• _PROBLEM STATEMENT_:
Convert the material below into a two-column CSV with the headers text and points. Make one row for each "Annotation task" line, holding that line and the coordinates listed after it. Put each field in quotes, replace line breaks with spaces, cover all of the material, and leave the pictures out.

• _Data entries_:
-=-=-=-=-
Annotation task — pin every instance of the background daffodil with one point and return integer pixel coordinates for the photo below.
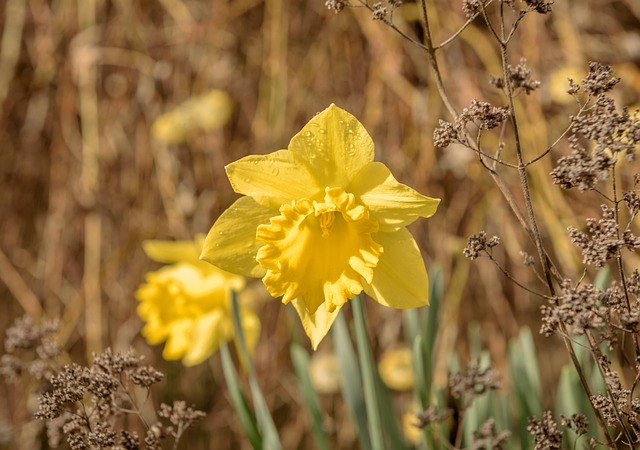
(188, 303)
(321, 221)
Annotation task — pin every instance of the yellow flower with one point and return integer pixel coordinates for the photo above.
(206, 112)
(188, 303)
(320, 222)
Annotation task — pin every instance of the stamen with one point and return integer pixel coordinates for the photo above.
(326, 222)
-=-=-=-=-
• _TASK SOLUTION_:
text,points
"Annotation task — pin every instance of the background daffodil with one point and return integer pixel coordinates for the photo below.","(188, 303) (321, 221)"
"Annotation task — pin every instance of the yellow flower with one point and return integer pixel coordinates for the photo above.","(206, 112) (188, 303) (320, 222)"
"Annotation task — pin every instance of the stamen with one point and return integer pixel coordinates for the photo above.","(326, 222)"